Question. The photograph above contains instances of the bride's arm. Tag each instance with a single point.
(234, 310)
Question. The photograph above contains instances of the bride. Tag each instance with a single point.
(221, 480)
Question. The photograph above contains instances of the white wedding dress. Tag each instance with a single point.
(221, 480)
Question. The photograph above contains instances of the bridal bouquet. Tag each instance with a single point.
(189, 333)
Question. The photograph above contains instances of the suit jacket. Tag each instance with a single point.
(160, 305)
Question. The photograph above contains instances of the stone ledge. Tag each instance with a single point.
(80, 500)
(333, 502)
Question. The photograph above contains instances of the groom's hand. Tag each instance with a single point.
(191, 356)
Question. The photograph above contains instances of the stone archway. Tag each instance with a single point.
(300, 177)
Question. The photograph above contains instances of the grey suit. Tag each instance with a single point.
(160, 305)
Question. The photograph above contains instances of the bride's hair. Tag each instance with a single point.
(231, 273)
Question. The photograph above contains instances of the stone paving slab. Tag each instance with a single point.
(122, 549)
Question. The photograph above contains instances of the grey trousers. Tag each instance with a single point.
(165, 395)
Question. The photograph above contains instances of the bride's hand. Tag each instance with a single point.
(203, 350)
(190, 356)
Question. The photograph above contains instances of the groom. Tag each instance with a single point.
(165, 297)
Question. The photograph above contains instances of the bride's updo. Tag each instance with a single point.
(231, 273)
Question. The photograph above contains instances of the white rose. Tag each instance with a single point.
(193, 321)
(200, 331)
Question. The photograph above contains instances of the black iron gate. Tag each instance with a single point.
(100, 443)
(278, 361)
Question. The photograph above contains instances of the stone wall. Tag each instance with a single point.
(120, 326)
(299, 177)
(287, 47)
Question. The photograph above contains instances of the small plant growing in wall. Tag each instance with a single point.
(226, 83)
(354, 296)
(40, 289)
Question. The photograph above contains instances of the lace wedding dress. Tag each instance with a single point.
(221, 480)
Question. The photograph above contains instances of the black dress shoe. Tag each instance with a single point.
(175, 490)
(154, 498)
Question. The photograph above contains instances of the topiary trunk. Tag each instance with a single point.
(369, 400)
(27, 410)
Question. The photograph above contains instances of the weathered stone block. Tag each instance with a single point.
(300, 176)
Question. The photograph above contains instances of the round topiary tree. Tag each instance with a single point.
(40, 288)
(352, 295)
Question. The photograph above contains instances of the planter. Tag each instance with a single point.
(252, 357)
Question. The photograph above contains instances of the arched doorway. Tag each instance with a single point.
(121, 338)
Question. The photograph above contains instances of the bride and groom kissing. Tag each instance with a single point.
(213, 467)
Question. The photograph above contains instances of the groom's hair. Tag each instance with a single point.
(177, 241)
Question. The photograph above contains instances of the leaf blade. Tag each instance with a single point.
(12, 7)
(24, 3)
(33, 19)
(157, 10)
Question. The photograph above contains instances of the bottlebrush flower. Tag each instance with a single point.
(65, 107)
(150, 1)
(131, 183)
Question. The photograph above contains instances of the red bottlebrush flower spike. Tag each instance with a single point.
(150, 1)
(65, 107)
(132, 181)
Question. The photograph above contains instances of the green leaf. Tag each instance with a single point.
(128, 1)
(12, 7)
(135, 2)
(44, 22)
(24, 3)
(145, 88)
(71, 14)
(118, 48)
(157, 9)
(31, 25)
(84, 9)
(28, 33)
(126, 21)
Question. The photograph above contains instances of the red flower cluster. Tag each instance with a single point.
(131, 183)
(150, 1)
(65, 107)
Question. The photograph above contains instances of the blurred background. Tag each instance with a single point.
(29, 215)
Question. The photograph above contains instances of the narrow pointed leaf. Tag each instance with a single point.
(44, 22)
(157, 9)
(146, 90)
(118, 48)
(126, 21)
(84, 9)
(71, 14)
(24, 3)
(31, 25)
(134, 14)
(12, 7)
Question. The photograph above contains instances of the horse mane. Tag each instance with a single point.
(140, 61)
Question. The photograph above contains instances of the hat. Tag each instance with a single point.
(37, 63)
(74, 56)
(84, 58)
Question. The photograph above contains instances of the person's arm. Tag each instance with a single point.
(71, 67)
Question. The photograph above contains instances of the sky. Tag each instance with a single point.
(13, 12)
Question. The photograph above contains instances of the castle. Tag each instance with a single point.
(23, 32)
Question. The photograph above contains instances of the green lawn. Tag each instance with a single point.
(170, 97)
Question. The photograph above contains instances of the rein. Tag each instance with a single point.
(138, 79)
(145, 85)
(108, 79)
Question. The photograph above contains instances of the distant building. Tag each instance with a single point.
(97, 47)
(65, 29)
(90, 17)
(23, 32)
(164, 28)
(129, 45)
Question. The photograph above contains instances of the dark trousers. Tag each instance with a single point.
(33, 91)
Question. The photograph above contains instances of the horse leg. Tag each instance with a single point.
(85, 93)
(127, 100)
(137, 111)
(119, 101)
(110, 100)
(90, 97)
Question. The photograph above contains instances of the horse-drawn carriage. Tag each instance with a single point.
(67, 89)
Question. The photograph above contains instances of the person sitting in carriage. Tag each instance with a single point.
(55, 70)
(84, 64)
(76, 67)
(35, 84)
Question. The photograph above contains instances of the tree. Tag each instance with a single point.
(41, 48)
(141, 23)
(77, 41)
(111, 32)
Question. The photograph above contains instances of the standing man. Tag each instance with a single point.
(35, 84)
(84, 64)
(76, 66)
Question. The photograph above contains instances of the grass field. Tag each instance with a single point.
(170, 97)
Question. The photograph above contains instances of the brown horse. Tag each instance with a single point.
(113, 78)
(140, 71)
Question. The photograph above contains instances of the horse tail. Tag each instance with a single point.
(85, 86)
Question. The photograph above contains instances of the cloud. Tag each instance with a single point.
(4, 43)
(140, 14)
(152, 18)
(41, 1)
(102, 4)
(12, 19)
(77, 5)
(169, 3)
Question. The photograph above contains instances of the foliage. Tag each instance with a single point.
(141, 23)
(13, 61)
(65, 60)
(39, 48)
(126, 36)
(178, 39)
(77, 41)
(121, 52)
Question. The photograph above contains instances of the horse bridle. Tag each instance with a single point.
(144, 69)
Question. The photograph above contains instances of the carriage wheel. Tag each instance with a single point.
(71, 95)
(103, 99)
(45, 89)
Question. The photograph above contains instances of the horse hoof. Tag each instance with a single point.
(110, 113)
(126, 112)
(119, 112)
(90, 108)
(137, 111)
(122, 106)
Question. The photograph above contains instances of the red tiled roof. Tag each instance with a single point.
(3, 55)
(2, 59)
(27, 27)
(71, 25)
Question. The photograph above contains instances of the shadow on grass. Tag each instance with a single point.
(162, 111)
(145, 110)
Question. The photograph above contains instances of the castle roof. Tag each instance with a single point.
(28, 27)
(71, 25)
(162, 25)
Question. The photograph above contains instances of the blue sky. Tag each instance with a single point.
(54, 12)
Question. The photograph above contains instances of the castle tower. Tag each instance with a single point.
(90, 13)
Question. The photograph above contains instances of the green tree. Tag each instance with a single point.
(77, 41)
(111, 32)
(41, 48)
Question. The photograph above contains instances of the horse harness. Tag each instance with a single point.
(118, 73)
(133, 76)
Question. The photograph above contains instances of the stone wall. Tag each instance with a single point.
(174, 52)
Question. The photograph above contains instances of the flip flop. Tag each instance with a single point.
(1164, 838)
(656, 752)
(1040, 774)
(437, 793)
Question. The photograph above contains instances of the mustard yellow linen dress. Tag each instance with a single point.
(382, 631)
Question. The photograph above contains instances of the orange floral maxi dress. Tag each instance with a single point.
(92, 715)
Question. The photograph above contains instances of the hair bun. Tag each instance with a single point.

__Task goal__
Emit the full listing verbatim.

__Finished task__
Question. The photograph above contains instances of the bride's arm. Tag each instance with a single point.
(234, 310)
Question. The photograph above contains instances of the bride. Tag each instance with a single point.
(221, 480)
Question. The photograph above contains instances of the white wedding dress. Tag each instance with a single point.
(221, 480)
Question. The photograph above contains instances of the bridal bouquet. Tag each instance with a single point.
(189, 333)
Question. The photograph above contains instances of the suit jacket. Tag each instance with a single point.
(160, 305)
Question. The photograph above contains instances of the stone ledge. Tag each instance with a single point.
(80, 500)
(333, 502)
Question. The photograph above contains instances of the groom's hand. Tag each instance with a single point.
(191, 356)
Question. The photograph above contains instances of the stone archway. Tag each instance with a single point.
(300, 177)
Question. The photograph above contains instances of the grey suit. Tag each instance with a single point.
(160, 305)
Question. The photograph above contains instances of the bride's hair. Tag each instance with a single point.
(231, 273)
Question. The photograph above contains instances of the stone paving slab. Tag each instance with a single point.
(122, 549)
Question. The photograph above contains instances of the grey trousers. Tag each instance with a single point.
(165, 395)
Question. The photograph above contains instances of the bride's hand. Tag each instance with a single point.
(203, 350)
(190, 356)
Question. The photograph above contains instances of the groom. Tag each instance with a single point.
(165, 297)
Question. The photograph above contains instances of the bride's updo. Tag each instance with a single point.
(231, 273)
Question. The photograph above contains instances of the white rose. Tag each instance with a single point.
(193, 321)
(200, 331)
Question. The photograph above contains instances of the black iron gate. Tag each instance with a single point.
(100, 443)
(278, 361)
Question. The photograph above contains instances of the stone wall. Tag each instance with a single point.
(120, 326)
(299, 177)
(287, 47)
Question. The photograph above contains instances of the small plant growing in wall. Tag each instance with a single point.
(226, 83)
(354, 296)
(40, 289)
Question. The photograph above contains instances of the lace wedding dress. Tag each instance with a single point.
(221, 480)
Question. The photograph above contains instances of the black dress shoe. Tag each instance with a single point.
(175, 490)
(154, 498)
Question. The photograph above contains instances of the topiary trunk. Tag each instance with a single point.
(369, 400)
(27, 410)
Question. The photograph above contains instances of the weathered stone block. Tag each instance with a single point.
(300, 176)
Question. The photograph above contains instances of the round topiary tree. Tag each instance with a single point.
(40, 288)
(352, 295)
Question. The photograph above contains instances of the planter. Tag each instance with a single point.
(252, 357)
Question. The photograph above contains instances of the arched doorway. Tag each instance with a single point.
(121, 338)
Question. The photograph above contains instances of the bride and groom kissing. Tag each instance with a single point.
(213, 467)
Question. The photograph above contains instances of the groom's hair. Tag each instance with a single point.
(177, 241)
Question. The photograph above contains instances of the leaf blade. Tag each instance with a single point.
(12, 7)
(24, 3)
(33, 19)
(157, 10)
Question. The photograph above contains instances of the bottlebrush flower. Tag each instance with a single point.
(65, 107)
(150, 1)
(131, 183)
Question. The photograph above contains instances of the red bottlebrush flower spike. Tag each instance with a single point.
(150, 1)
(65, 107)
(132, 181)
Question. The photograph above contains instances of the green leaf. Tag each instance with a single point.
(128, 1)
(12, 7)
(135, 2)
(44, 22)
(24, 3)
(145, 88)
(71, 14)
(118, 48)
(157, 9)
(31, 25)
(84, 9)
(28, 33)
(126, 21)
Question. The photograph above contains instances of the red flower cluster. Tag each instance with a single point.
(131, 183)
(150, 1)
(65, 107)
Question. The photograph above contains instances of the blurred background. Tag each instance with a single point.
(29, 215)
Question. The photograph above contains instances of the narrow pointed leaf. Tag each instance with a single point.
(44, 22)
(157, 9)
(146, 90)
(118, 48)
(126, 21)
(84, 9)
(71, 14)
(24, 3)
(31, 25)
(134, 14)
(12, 7)
Question. The photograph above contains instances of the horse mane. Tag each instance with a single point.
(140, 61)
Question. The photograph above contains instances of the hat. Tag each instance with a single point.
(37, 63)
(74, 56)
(84, 58)
Question. The photograph above contains instances of the person's arm. Tag each instance with a single point.
(71, 67)
Question. The photograph above contains instances of the sky. Tag each instance with a single point.
(13, 12)
Question. The photograph above contains instances of the castle. Tag each instance with a single point.
(23, 32)
Question. The photograph above contains instances of the green lawn. Tag each instance with a single point.
(170, 97)
Question. The photograph above contains instances of the rein. Tag each instance with a single point.
(138, 79)
(145, 85)
(108, 79)
Question. The photograph above contains instances of the distant building. Tag each instance with a single point.
(97, 47)
(65, 29)
(90, 17)
(23, 32)
(164, 28)
(129, 45)
Question. The photograph above contains instances of the dark trousers. Tag each instance with a single point.
(33, 91)
Question. The photograph above contains instances of the horse leg. Tag each instance with a single point.
(85, 93)
(127, 100)
(137, 111)
(119, 101)
(110, 100)
(90, 97)
Question. The photograph above contains instances of the horse-drawn carriage. Tag each instance with a single point.
(67, 89)
Question. The photograph above contains instances of the person sitting in carriage. Tag each instance with a single point.
(55, 70)
(84, 64)
(76, 67)
(35, 84)
Question. The photograph above contains instances of the tree. Tag each instance with a single point.
(41, 48)
(141, 23)
(77, 41)
(111, 32)
Question. The photograph above contains instances of the standing man. Tag each instance with a single point.
(35, 84)
(84, 64)
(76, 66)
Question. The photograph above contains instances of the grass field. Tag each instance with a single point.
(170, 97)
Question. The photograph above contains instances of the brown horse. Tag each instance with a single point.
(113, 78)
(140, 71)
Question. The photograph above contains instances of the horse tail. Tag each instance with a single point.
(85, 86)
Question. The photograph above contains instances of the cloud. Tag each instance with a single point.
(4, 43)
(140, 14)
(152, 18)
(41, 1)
(102, 4)
(12, 19)
(77, 5)
(169, 3)
Question. The photograph above contains instances of the foliage. Tag each instance with a single point.
(141, 23)
(13, 61)
(65, 60)
(39, 48)
(126, 36)
(178, 39)
(77, 41)
(121, 52)
Question. The photograph above contains instances of the horse bridle. Tag each instance with a single point.
(144, 69)
Question. The photograph above contains instances of the carriage wheel. Tag each instance with a single point.
(71, 95)
(103, 99)
(45, 89)
Question. The photograph above contains instances of the horse hoof. Tag each instance with a single point.
(110, 113)
(126, 112)
(119, 112)
(90, 108)
(137, 111)
(122, 106)
Question. The photograph above contains instances of the red tiled roof. Tag each instance with a single point.
(3, 55)
(2, 59)
(27, 27)
(71, 25)
Question. The photograph above contains instances of the shadow on grass. Tag each instance with a single point.
(162, 111)
(145, 110)
Question. The photograph above contains instances of the castle roof. Tag each instance with a single point.
(28, 27)
(71, 25)
(162, 25)
Question. The photograph above contains instances of the blue sky. Tag each instance with a single point.
(54, 12)
Question. The photograph above contains instances of the castle tower. Tag each instance with a single point.
(90, 13)
Question. The photograph above contains instances of the green tree. Tag each instance with a single point.
(77, 41)
(111, 32)
(41, 48)
Question. The photograph above contains instances of the horse harness. Tag each instance with a single point.
(118, 73)
(133, 76)
Question. The photograph above contains instances of the stone wall. Tag each instance with a single point.
(174, 52)
Question. The photograph above contains instances of the flip flop. Tag each instance with a single point.
(1164, 838)
(656, 752)
(1040, 774)
(437, 793)
Question. The photograph above contains instances of the mustard yellow linen dress. Tag each instance with a single point.
(382, 631)
Question. The photograph above contains instances of the orange floral maxi dress. Tag each instance with a single point.
(92, 715)
Question. The photograph above contains instances of the hair bun. Tag each instance with a single point.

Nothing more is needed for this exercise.